## SELECTED EXTRACT
Note: The following is part one of a three-part journal discussing and critiquing the rise of elder-rule polity in Baptist churches. Read part two here, part three here, or read the entire article here.
Abstract
In recent decades, many Baptist churches have experienced a quiet shift away from historic congregational polity toward centralized elder governance. Often motivated by theological seriousness and a desire for institutional stability, this transition has frequently occurred without formal congregational assent or careful examination of Baptist ecclesiology. This article argues that historic Baptist congregationalism was not a pragmatic preference but a theological conviction grounded in regenerate church membership, the authority of Scripture, and the responsibility of the gathered assembly. By tracing the historical development of Baptist polity, examining the rise of hybrid “presbygational” governance models, and reassessing the biblical arguments commonly advanced in support of elder rule, this study contends that the erosion of congregational authority represents not reform but structural displacement. Recovering Baptist ecclesiology, it concludes, requires renewed clarity regarding authority, office, and accountability within the local church.

## OBJECTIVE 1
Answer these about the Baptist polity abstract:
(a) How many parts make up the journal that this piece opens?
(b) What kind of governance have many Baptist churches shifted toward?
(c) What three things does the article say historic Baptist congregationalism was grounded in?
## OBJECTIVE 2
According to the Baptist polity abstract, what has often motivated the move away from congregational polity toward elder governance?
## OBJECTIVE 3
Carry on the Baptist polity abstract from its final sentence.
The entries after this point aren't needed for any of the work.

## STORED RECORDS
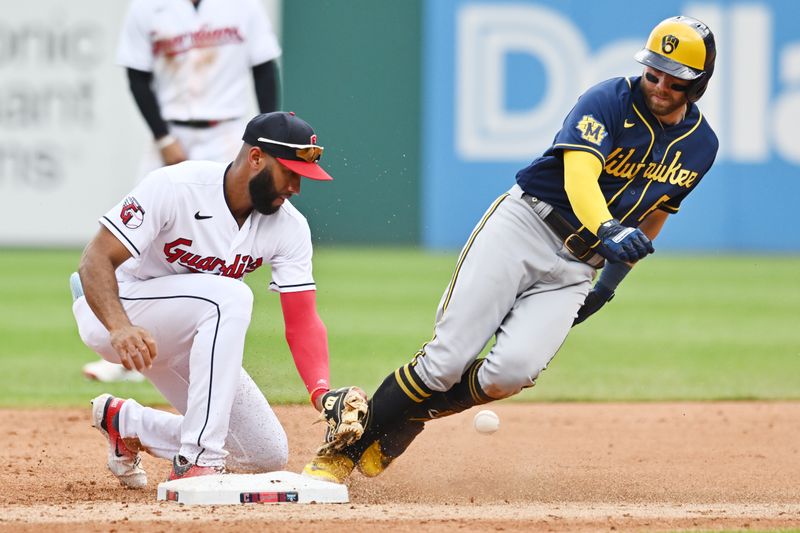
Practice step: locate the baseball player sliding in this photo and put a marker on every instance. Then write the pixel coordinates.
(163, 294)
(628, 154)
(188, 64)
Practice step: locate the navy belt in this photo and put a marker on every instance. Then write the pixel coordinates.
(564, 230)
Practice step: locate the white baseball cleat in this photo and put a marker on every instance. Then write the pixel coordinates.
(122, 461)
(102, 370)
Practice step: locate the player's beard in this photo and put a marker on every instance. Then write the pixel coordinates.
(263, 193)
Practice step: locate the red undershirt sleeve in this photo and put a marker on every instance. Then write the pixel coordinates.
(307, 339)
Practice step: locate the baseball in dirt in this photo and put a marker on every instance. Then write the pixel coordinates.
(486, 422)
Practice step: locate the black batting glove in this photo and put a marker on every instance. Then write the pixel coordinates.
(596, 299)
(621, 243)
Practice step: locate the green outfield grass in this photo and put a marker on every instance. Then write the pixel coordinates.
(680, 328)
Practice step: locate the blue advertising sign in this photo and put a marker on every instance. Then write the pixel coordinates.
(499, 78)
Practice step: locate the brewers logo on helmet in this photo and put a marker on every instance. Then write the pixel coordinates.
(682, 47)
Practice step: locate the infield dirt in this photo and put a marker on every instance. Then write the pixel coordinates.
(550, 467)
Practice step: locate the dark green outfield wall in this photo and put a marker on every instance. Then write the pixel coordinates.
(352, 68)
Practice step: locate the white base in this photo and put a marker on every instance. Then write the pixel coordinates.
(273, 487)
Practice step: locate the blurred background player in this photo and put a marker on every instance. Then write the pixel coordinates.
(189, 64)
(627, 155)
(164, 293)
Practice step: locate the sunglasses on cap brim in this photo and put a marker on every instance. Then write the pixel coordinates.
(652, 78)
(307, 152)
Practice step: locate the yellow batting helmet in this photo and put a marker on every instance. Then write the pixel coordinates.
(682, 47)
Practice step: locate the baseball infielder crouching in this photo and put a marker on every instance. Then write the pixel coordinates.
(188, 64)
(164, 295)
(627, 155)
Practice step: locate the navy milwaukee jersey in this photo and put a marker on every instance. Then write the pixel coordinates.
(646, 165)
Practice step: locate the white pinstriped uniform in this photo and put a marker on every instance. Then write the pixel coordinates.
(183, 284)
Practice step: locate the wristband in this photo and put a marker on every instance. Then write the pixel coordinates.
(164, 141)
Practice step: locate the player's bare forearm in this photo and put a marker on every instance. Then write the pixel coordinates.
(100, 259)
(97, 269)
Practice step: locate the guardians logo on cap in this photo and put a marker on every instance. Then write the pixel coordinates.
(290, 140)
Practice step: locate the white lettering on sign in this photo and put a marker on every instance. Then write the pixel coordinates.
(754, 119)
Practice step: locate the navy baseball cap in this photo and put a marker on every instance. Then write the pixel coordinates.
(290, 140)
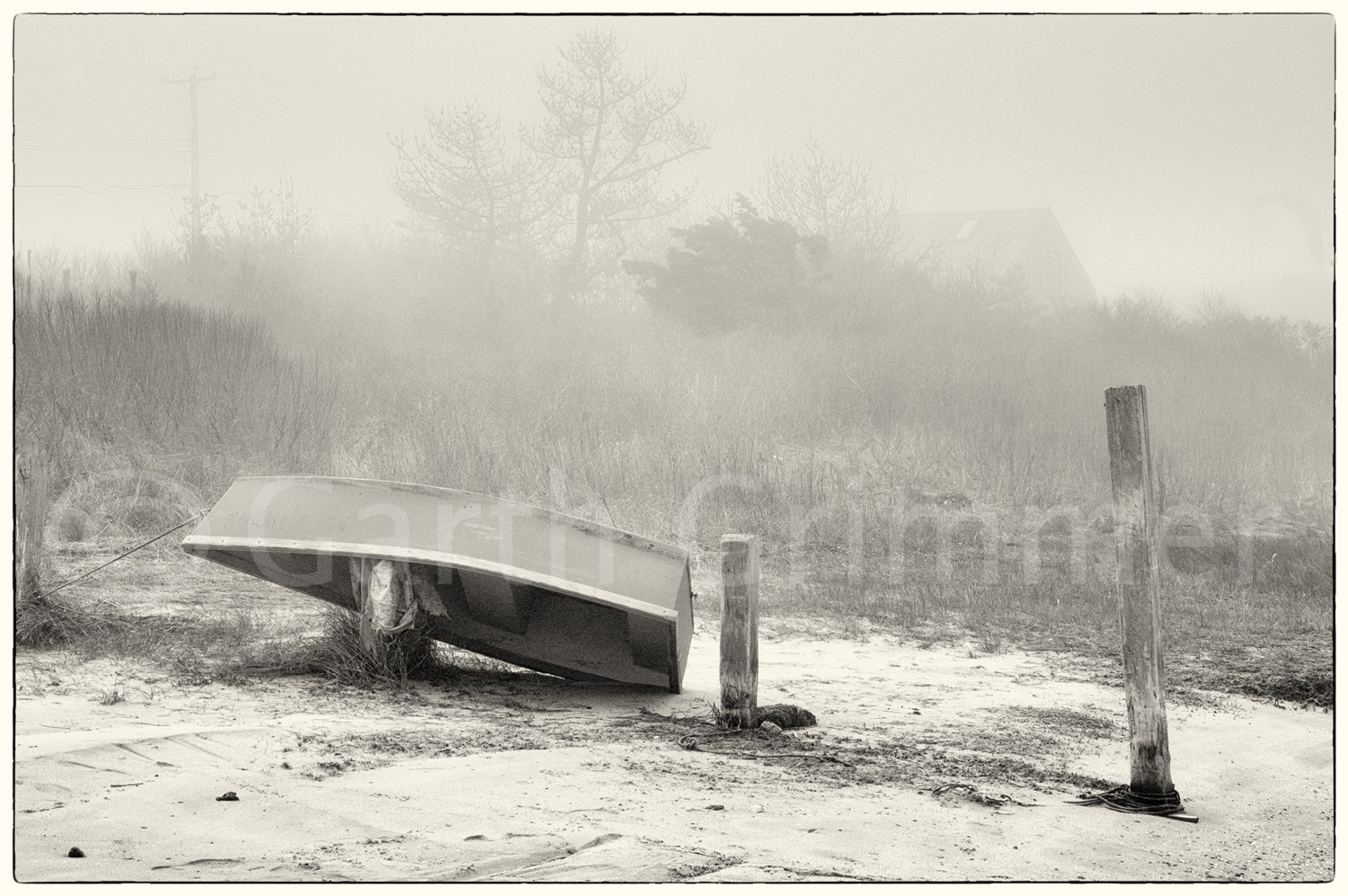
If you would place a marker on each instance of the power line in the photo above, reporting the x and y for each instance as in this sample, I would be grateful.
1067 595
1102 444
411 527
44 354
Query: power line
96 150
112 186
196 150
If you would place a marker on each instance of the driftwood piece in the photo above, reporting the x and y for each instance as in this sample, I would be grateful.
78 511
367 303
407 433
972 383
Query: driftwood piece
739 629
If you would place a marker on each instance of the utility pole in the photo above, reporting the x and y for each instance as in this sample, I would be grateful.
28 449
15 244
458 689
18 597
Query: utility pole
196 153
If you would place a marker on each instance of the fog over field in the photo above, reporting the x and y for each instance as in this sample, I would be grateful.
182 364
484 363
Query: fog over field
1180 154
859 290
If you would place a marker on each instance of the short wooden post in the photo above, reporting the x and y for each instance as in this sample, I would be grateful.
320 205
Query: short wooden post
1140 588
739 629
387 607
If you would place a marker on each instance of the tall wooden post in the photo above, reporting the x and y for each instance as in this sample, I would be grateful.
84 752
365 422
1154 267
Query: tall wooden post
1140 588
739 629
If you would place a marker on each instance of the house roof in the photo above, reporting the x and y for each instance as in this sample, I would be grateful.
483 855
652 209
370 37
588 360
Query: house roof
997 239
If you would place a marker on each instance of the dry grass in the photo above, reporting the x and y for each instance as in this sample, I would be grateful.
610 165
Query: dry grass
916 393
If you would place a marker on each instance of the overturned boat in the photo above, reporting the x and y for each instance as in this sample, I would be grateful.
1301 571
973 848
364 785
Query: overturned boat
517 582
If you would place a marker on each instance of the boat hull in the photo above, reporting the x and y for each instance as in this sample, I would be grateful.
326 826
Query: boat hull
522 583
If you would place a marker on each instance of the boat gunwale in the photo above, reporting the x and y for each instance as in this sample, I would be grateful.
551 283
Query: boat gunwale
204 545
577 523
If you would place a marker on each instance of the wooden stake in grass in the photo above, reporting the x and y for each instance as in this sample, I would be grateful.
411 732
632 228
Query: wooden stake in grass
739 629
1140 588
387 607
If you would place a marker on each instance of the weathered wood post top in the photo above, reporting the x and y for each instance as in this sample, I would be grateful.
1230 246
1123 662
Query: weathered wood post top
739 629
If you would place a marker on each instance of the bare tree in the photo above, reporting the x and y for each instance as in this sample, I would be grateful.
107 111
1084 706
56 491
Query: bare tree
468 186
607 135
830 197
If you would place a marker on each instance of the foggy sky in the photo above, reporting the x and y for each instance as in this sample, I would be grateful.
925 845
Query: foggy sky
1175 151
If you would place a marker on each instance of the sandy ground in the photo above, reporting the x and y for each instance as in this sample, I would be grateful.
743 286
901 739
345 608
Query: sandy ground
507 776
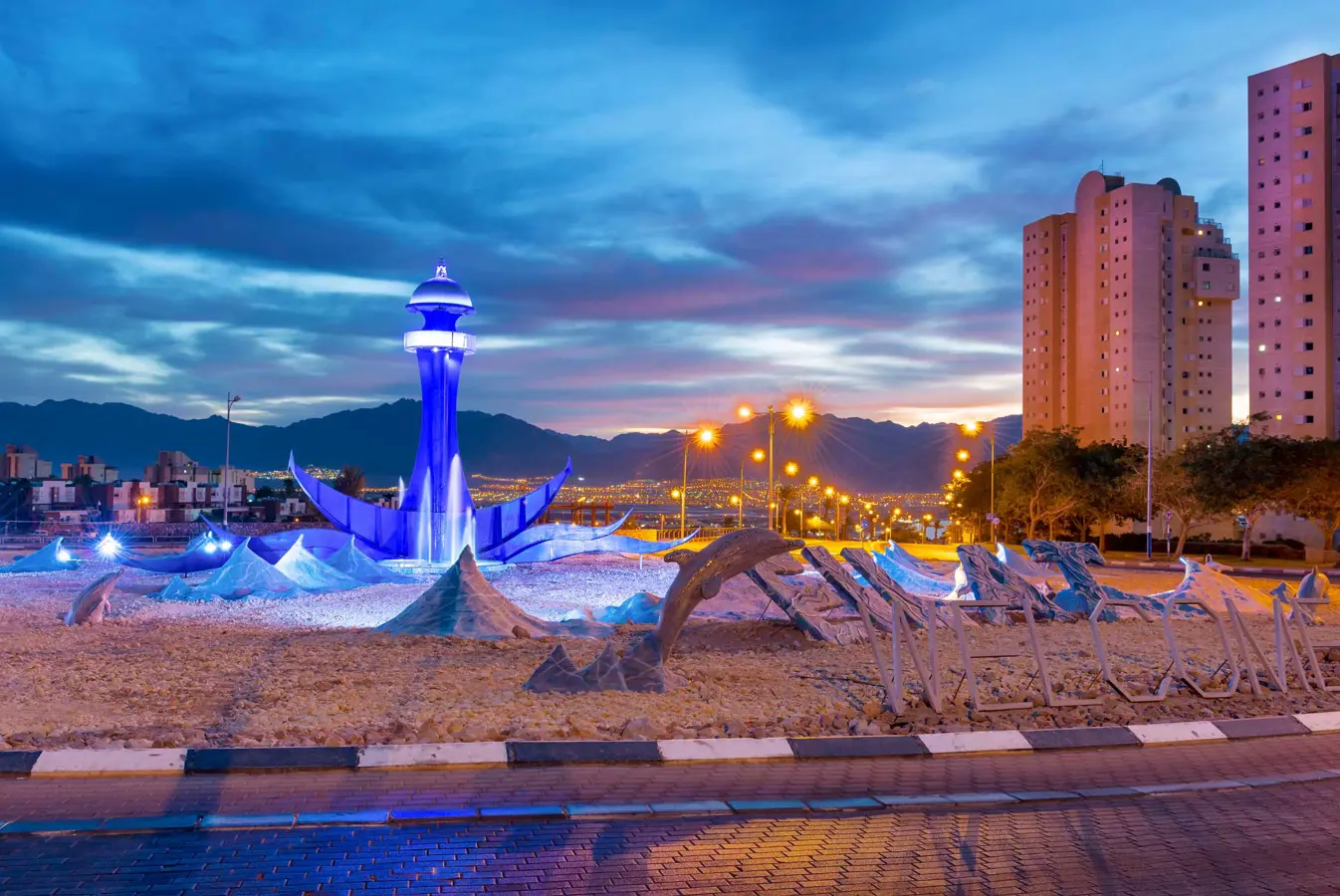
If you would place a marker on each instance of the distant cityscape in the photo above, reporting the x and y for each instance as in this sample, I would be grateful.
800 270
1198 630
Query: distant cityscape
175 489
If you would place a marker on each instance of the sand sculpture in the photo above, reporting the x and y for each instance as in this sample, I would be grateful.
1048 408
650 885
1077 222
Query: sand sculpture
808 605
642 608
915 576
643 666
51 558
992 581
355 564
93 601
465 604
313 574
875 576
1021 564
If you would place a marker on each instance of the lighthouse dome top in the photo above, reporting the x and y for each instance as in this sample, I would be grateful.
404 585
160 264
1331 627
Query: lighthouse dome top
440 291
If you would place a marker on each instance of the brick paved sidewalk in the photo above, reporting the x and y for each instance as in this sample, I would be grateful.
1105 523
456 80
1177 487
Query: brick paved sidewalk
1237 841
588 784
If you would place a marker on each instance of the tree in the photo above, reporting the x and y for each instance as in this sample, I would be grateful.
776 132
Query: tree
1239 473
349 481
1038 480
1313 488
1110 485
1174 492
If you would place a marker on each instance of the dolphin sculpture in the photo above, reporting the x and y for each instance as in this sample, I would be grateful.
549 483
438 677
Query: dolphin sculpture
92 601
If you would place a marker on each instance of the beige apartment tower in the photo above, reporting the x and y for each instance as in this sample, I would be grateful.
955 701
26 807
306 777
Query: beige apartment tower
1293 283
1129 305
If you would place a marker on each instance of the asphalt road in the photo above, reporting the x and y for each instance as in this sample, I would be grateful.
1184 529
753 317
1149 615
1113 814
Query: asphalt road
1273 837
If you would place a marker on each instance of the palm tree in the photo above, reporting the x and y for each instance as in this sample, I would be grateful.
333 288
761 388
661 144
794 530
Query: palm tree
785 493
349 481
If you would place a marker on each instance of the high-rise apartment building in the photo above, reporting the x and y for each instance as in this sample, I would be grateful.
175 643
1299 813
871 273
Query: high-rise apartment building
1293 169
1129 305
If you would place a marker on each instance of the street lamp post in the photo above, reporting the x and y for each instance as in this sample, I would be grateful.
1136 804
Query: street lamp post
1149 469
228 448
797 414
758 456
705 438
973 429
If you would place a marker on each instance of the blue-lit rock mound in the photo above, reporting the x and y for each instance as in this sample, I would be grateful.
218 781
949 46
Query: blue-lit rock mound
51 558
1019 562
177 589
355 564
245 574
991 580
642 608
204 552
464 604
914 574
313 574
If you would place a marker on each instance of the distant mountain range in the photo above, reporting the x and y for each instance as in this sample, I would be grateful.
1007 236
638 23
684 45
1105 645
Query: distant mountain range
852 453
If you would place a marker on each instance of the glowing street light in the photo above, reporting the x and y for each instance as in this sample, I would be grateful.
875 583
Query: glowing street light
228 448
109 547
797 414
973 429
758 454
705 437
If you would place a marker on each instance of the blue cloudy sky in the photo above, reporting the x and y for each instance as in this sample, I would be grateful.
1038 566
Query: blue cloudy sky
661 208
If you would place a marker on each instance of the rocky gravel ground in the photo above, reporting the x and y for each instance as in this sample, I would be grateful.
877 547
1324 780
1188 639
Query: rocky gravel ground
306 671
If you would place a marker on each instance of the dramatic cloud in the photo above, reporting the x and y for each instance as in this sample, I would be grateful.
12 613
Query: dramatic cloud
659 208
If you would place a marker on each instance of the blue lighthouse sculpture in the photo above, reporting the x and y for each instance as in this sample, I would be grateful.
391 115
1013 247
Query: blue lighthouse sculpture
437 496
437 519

## ANSWER 1
(a) Three.
(b) Centralized elder governance.
(c) Regenerate church membership, the authority of Scripture, and the responsibility of the gathered assembly.

## ANSWER 2
The abstract says the move has often been motivated by theological seriousness and a desire for institutional stability.

## ANSWER 3
Few Baptist churches have voted to abandon congregationalism. There has been no widespread rebellion against historic polity, no formal repudiation of the principles that once distinguished Baptist life. And yet, across much of the evangelical landscape, congregational authority has quietly receded. In many churches, the language remains. Members still “affirm,” churches still hold “votes,” and while “Baptist” may remain on official documents, it has quietly disappeared from many church websites — and from the operational substance of church life itself. Authority has shifted, often gradually and unintentionally, from the gathered congregation to a centralized leadership structure few churches ever explicitly chose.
This transition has not been driven primarily by doctrinal compromise. Many of the churches experiencing it remain confessionally orthodox, committed to the authority of Scripture, and deeply serious about the gospel. Nor has it been the product of malicious intent. In most cases, faithful pastors and elders have sought stability, efficiency, and protection for their churches in an increasingly fractured cultural moment. What has changed is not belief, but architecture — the underlying structure through which authority is exercised and accountability enforced.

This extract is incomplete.